What is asked: Please count how many lines in the records below contain the word "white". Reply with the number only.

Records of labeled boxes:
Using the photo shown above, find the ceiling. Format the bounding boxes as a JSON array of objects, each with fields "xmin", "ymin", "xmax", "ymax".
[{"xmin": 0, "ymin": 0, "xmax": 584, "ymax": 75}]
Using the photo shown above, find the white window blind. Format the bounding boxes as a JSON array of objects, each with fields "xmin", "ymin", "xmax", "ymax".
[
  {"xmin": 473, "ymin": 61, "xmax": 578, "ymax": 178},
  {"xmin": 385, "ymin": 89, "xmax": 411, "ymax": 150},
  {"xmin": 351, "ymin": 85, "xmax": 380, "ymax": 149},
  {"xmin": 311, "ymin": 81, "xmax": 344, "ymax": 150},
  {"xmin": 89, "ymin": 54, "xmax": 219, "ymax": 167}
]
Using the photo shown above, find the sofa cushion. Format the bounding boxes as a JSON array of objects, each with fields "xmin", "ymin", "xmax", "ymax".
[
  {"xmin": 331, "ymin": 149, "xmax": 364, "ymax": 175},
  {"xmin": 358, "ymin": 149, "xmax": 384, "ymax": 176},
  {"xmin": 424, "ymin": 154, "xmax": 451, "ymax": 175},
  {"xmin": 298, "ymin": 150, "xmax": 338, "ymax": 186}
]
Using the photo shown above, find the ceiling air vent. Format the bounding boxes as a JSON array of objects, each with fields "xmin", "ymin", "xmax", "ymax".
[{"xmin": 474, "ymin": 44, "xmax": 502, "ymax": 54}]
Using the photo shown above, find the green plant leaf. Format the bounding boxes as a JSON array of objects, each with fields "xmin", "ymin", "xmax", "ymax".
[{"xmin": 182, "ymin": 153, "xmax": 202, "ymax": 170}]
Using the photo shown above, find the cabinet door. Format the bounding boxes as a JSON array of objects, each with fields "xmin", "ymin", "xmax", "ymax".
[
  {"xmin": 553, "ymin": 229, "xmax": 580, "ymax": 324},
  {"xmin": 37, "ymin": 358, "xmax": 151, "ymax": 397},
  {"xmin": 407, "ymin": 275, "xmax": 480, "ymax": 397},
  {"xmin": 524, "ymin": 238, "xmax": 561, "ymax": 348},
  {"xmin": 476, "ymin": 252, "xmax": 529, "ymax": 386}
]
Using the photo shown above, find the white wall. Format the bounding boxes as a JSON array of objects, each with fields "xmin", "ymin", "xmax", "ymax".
==
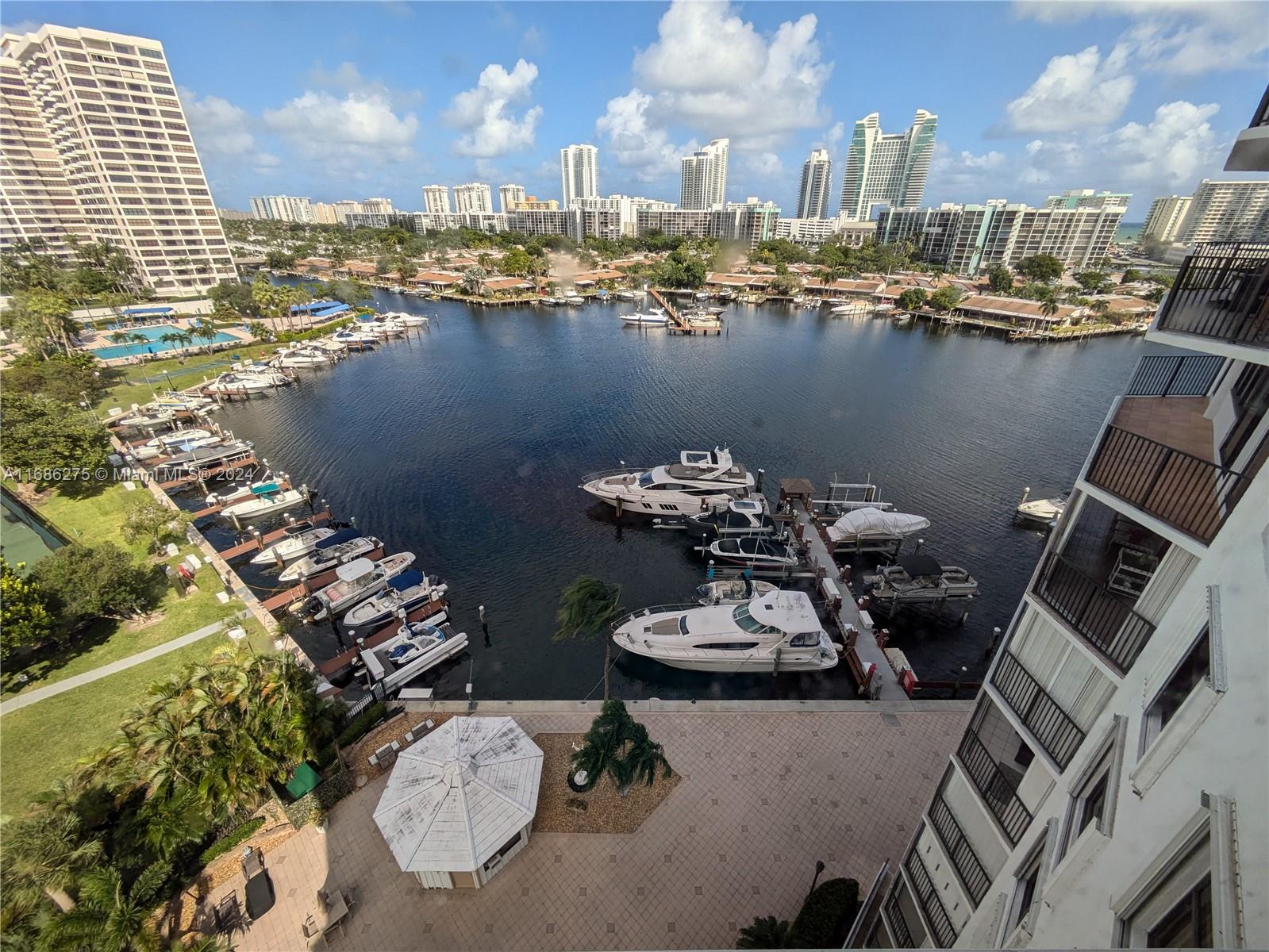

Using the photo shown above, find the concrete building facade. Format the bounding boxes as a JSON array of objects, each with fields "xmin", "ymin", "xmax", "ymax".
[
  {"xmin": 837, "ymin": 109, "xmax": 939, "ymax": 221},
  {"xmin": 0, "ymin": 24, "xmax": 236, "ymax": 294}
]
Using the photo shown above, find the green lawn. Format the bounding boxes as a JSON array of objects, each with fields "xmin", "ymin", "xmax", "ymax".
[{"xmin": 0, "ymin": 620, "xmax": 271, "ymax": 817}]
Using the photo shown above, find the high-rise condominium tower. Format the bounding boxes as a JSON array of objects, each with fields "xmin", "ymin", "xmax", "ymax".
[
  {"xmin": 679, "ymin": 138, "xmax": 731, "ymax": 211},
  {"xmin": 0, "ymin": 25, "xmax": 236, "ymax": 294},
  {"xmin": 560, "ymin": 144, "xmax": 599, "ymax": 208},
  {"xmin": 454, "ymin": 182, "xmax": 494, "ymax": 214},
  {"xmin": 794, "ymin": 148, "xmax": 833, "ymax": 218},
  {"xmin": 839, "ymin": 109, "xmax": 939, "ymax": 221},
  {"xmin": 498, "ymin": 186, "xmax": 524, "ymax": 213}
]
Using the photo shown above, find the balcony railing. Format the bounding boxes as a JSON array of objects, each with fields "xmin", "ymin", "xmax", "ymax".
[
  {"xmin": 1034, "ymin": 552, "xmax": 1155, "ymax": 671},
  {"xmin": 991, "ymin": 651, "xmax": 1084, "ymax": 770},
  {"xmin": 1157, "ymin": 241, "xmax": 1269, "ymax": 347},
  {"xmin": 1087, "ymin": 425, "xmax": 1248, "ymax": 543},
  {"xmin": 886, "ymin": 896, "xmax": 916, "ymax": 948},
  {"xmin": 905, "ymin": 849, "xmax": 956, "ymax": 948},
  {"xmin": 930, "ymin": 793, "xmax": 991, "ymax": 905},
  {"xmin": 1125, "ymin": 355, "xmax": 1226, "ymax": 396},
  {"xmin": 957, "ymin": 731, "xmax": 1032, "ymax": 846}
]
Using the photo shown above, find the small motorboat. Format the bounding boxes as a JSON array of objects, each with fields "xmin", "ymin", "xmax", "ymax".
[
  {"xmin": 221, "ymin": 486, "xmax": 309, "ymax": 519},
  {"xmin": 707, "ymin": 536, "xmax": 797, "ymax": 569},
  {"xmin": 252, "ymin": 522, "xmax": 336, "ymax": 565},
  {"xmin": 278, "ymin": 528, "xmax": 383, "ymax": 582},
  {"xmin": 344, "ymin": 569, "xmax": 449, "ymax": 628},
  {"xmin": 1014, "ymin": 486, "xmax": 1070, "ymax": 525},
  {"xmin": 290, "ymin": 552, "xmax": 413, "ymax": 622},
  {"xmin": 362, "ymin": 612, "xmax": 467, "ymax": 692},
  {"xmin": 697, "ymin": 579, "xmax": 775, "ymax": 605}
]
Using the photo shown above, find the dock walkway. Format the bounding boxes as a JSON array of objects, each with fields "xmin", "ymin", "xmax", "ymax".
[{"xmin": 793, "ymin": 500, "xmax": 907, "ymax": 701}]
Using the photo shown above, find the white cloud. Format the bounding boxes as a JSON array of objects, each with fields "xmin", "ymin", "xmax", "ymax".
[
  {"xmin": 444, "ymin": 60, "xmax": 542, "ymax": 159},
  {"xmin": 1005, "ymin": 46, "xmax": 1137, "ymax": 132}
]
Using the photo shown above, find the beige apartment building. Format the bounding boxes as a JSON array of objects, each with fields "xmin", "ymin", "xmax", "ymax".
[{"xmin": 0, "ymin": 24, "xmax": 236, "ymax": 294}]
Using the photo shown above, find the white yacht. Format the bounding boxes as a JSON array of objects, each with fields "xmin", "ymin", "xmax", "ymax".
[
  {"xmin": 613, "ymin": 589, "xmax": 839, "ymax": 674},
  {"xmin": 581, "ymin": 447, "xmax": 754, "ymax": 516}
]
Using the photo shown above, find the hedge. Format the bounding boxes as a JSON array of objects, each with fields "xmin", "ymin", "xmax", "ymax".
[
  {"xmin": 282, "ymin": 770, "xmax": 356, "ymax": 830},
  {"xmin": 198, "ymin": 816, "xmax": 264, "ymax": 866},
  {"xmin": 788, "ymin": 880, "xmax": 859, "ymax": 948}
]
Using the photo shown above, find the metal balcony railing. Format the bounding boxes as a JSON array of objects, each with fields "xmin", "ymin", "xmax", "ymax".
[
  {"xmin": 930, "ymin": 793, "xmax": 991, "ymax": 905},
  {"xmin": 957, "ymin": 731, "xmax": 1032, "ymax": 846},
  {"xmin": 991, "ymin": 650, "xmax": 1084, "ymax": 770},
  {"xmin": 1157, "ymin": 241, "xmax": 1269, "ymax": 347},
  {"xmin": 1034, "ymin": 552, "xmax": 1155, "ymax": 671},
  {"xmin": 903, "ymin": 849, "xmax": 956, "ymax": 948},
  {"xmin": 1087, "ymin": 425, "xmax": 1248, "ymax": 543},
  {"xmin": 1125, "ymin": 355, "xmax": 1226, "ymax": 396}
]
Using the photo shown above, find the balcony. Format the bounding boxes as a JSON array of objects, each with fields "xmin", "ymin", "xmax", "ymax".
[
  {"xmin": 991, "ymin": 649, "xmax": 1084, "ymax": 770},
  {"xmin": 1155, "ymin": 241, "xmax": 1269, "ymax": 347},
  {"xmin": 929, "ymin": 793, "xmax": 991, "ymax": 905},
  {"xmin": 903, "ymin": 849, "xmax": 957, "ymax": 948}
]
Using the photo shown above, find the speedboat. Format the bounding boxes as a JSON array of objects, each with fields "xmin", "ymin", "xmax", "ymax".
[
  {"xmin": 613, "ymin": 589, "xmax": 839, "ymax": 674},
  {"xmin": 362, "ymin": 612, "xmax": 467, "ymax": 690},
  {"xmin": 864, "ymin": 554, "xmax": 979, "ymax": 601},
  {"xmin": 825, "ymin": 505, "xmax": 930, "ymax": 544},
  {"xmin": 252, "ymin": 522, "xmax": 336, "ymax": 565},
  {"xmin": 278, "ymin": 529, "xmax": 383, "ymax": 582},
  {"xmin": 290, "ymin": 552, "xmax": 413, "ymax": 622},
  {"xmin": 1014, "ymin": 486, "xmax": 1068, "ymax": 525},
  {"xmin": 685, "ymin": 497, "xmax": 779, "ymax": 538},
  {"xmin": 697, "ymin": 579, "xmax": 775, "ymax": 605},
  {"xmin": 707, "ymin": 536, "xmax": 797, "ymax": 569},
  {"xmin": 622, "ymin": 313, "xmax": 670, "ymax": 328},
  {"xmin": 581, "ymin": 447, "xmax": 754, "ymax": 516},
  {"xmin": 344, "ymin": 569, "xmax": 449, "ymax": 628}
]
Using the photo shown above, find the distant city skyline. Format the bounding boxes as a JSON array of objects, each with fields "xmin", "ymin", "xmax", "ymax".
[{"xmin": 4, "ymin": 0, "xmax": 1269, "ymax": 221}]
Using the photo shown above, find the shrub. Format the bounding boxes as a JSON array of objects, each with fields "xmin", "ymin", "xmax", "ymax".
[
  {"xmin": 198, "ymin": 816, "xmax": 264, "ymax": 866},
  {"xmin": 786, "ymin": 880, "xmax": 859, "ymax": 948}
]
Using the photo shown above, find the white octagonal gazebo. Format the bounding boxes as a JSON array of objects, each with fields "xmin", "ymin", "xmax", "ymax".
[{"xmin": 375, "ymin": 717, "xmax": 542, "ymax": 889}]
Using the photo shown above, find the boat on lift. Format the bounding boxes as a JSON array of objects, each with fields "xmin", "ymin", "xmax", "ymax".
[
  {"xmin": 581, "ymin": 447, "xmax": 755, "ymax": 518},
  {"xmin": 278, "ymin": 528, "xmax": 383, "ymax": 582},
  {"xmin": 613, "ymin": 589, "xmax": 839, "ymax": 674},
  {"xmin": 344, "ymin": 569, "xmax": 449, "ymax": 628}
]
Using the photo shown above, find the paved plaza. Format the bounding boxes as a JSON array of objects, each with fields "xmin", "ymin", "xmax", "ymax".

Solution for this task: 5